PROMPT: Copy the entries below, replacing each "single marker" with "single dot" and leaving everything else the same.

BEGIN LISTED ENTRIES

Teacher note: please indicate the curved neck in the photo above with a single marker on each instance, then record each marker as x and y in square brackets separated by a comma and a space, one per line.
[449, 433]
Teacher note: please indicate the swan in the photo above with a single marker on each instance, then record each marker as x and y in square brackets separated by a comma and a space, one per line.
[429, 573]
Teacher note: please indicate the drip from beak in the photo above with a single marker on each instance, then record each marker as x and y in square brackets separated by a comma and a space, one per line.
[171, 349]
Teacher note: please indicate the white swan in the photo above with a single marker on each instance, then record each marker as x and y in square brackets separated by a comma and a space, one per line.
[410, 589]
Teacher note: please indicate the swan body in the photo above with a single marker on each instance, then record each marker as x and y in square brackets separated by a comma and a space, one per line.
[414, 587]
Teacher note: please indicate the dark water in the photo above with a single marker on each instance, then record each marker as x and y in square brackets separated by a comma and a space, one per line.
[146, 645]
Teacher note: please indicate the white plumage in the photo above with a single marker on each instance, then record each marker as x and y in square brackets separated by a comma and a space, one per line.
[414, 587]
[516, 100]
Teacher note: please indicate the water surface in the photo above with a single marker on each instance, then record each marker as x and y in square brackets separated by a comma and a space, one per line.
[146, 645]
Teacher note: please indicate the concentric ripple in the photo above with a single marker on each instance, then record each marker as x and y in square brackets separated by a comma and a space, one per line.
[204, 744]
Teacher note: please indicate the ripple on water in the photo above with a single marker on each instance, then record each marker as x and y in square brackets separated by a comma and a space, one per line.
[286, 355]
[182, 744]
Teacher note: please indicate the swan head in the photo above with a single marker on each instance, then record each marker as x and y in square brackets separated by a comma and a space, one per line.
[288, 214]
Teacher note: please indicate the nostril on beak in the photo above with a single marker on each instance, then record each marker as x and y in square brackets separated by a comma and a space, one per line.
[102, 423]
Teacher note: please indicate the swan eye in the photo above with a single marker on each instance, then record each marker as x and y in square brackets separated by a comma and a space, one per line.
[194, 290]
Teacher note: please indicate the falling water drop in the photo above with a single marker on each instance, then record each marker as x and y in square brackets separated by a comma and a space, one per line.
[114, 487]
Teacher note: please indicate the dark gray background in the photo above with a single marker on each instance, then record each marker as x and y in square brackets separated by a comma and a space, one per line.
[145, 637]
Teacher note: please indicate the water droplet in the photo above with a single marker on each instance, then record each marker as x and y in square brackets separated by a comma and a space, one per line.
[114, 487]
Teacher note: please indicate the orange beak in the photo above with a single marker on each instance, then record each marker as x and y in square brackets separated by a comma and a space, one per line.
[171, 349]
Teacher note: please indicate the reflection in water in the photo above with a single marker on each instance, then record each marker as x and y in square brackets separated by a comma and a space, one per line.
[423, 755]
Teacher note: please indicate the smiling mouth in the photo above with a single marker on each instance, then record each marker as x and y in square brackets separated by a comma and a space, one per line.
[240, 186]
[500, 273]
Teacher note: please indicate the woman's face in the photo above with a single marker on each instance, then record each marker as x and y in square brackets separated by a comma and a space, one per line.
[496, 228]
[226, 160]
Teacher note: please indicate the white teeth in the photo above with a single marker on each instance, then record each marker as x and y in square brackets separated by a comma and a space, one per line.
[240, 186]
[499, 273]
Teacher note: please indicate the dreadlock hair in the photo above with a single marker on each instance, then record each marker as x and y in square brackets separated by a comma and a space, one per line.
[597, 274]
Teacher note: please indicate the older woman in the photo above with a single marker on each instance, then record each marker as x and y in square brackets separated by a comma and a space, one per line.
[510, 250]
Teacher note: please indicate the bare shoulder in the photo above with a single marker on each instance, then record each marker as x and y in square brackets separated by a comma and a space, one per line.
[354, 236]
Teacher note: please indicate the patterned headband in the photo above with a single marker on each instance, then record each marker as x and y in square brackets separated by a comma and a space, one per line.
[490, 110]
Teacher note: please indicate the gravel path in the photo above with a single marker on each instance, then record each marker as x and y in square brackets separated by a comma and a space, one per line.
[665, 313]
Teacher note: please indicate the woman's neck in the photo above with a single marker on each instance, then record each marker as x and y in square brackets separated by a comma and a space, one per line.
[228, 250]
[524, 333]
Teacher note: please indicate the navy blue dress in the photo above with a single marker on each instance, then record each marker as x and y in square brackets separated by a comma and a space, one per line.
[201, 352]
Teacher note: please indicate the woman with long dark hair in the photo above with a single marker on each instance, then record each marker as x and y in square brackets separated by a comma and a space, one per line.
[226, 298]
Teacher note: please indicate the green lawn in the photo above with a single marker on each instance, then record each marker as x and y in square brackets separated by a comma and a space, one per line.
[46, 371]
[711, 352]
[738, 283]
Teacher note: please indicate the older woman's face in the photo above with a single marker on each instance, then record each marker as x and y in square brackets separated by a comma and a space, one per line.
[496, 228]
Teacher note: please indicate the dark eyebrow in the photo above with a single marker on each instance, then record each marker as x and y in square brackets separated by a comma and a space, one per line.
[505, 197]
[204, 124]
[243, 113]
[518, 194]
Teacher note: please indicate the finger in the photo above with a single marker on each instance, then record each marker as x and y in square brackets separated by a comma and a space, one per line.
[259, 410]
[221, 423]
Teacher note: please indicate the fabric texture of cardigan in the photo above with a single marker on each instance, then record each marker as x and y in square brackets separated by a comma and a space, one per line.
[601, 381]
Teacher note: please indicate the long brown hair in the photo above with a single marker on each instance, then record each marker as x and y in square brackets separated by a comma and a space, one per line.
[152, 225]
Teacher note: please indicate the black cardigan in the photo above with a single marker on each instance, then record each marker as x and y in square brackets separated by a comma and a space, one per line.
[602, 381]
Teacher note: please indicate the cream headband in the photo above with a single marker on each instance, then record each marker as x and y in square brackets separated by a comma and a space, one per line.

END LISTED ENTRIES

REPLY TO THE TASK:
Teacher note: please indicate the curved neck in the photo above with a single dot on each instance, then record each marker as x and y in square brackets separated by a comma and a space, one per line.
[449, 433]
Teacher note: please indicate the swan in the photo above with a single dot on each instance, then record each marker as x and y in square brackets separated by a comma and a space, one per line.
[429, 573]
Teacher note: please indicate the drip from beak in the photo above with a single dot on each instance, then record each marker as x and y in square brackets separated by a comma and a space, one per line.
[171, 349]
Teacher note: please indicate the white swan in the photo above with a single dot on each instance, then record each marker as x and y in square brackets separated by a comma and a space, one per line.
[410, 589]
Teacher note: please indicate the swan body in the photo above with a single dot on each instance, then record each marker as x and y in square brackets separated by a comma and a space, one per line.
[414, 587]
Teacher note: please indicate the dark water in the photo above with a single dot on each instance, then record each marker as x and y in square brackets separated by a comma and a space, one per line.
[146, 645]
Teacher note: please indicate the white plumage in the photo above with a single dot on each instance, then record each marker as x and y in square brackets separated by a comma and a space, one per line.
[414, 587]
[516, 100]
Teacher note: please indicate the water surface in the photo above with a single dot on each instance, then record each marker as x and y in square brackets separated by a comma and a space, one per line.
[146, 645]
Teacher note: please indicate the concentric ripple in the photo above with a single dot on each instance, then record each marker as x and y in square brackets separated by a comma and a space, one per line.
[204, 744]
Teacher note: please indicate the ripple on water in the photo above with a single dot on each instance, then record each marker as x and y in square brackets separated by a comma and a space, one per line.
[286, 355]
[182, 744]
Teacher note: please indicate the swan head in the photo above with a single dot on each instance, then record each marker as x and y in square brackets separated by a comma and a space, one per line.
[288, 214]
Teacher note: please indicate the nostril on beak in the photo above with a single dot on each instance, then record each marker as x and y in square brackets separated by a comma and a space, one per line.
[102, 423]
Teacher note: please indicate the swan eye in the photo above with a single dot on each instance, then record each marker as x and y in square brackets separated by a comma and a space, one per line.
[194, 290]
Teacher note: please indicate the falling water drop in the photo above with a single dot on each instance, then record each marker as x and y in square brackets separated by a comma and a space, one per line.
[114, 487]
Teacher note: please indicate the dark gray background in the photo above with a single dot on each instance, then record each marker as x and y in square brackets separated by a comma and a space, one per line.
[145, 637]
Teacher note: please indicate the water droplet in the photo above with a single dot on each instance, then record each marker as x and y in square brackets separated by a comma and a space, one per line.
[114, 487]
Teacher note: please indicate the orange beak in the photo above with a single dot on each instance, then record each marker as x and y in square brackets separated by a comma and a space, one per line.
[171, 349]
Teacher note: please indicate the reflection in water in the photo above with a single dot on each instance, then record each marker as x and y in square brackets separated by a comma and a space, one per line.
[423, 755]
Teacher note: please indicate the smiling mouth in the photo above with a single dot on each instance, then record each marker as x and y in square brackets separated by a comma and a space, one per line.
[240, 186]
[500, 273]
Teacher note: please indicate the woman's face in the photo above with a single dot on each instance, then record each marker as x and y in square brackets separated by a comma and a space, one per line.
[496, 228]
[226, 160]
Teacher note: please indicate the white teeth in the photo above with a single dot on each instance, then record each marker as x and y in square brackets separated by a comma and a space, one per line.
[240, 186]
[499, 273]
Teacher note: please indicate the dreadlock hair in the photo above with a single dot on each instance, then record each marker as x and y in square brackets separated by a comma and a space, one per line.
[597, 274]
Teacher note: please indicate the older woman in the photo above with a single dot on each instance, then record each marker as x and y in square brackets separated by a comma and a space, one per line.
[510, 250]
Teacher note: please indicate the bare shoulder in the photo above with a single dot on each instance, then record each marker as x and y in square brackets separated by a comma and a space, one per line.
[354, 236]
Teacher note: please indicate the patterned headband in the photo above with a single dot on each instance, then record each marker as x and y in square brackets separated by a comma and a space, one per line.
[490, 110]
Teacher note: please indicate the gravel path in the photo above with a single dot on each instance, then record each marker as x and y in square brackets separated by a comma and a space, one per line.
[665, 313]
Teacher note: please indicate the woman's neck in the photo above with a single dot on each instance, then record each marker as x and y in square brackets separated by a comma and a space, one per line.
[228, 250]
[524, 333]
Teacher note: please indicate the navy blue dress in the photo above with a single dot on each instance, then record each marker as x and y in square brackets separated by a comma and a space, one per line.
[201, 352]
Teacher note: please indicate the woman with long dark hair in the photo above with a single dot on each instance, then record each marker as x and y in square brackets separated by a comma and a space, one per line.
[226, 298]
Teacher note: please indicate the green lawn in the photo above with a single dot on each instance, then record each marker as x and y in square brackets separated by a comma and a space, one per line.
[46, 371]
[711, 352]
[738, 283]
Teacher note: please indicate the older woman's face in the photo above with a single dot on each instance, then record each marker as x and y in square brackets separated by a comma and a space, one per line.
[496, 228]
Teacher note: please indicate the dark eyebrow in the photo above with a single dot on each instance, then record each marker as x and y in square brackets separated by a comma and a space, one per line.
[505, 197]
[204, 124]
[243, 113]
[518, 194]
Teacher note: please indicate the finger in the photo above with a single dot on each instance, then record each marker as x and y in square brackets separated by a comma and a space, one per line.
[259, 410]
[221, 423]
Teacher note: please indicate the fabric texture of cardigan in the photo above with a single dot on each instance, then record each marker as x and y in square brackets separated by a comma and a space, one per line.
[601, 381]
Teacher note: please indicate the long brown hair in the photo above with a single dot on each instance, then record each marker as x and y in square brackets separated by a comma and a space, one per line.
[152, 225]
Teacher note: please indicate the black cardigan in the photo above with a single dot on each instance, then record each marker as x and y in square brackets separated by a comma and a space, one per line.
[602, 381]
Teacher note: please indicate the cream headband in the photo above with a single dot on each instance, then record each marker as x and y in square brackets separated by a comma and a space, one per line.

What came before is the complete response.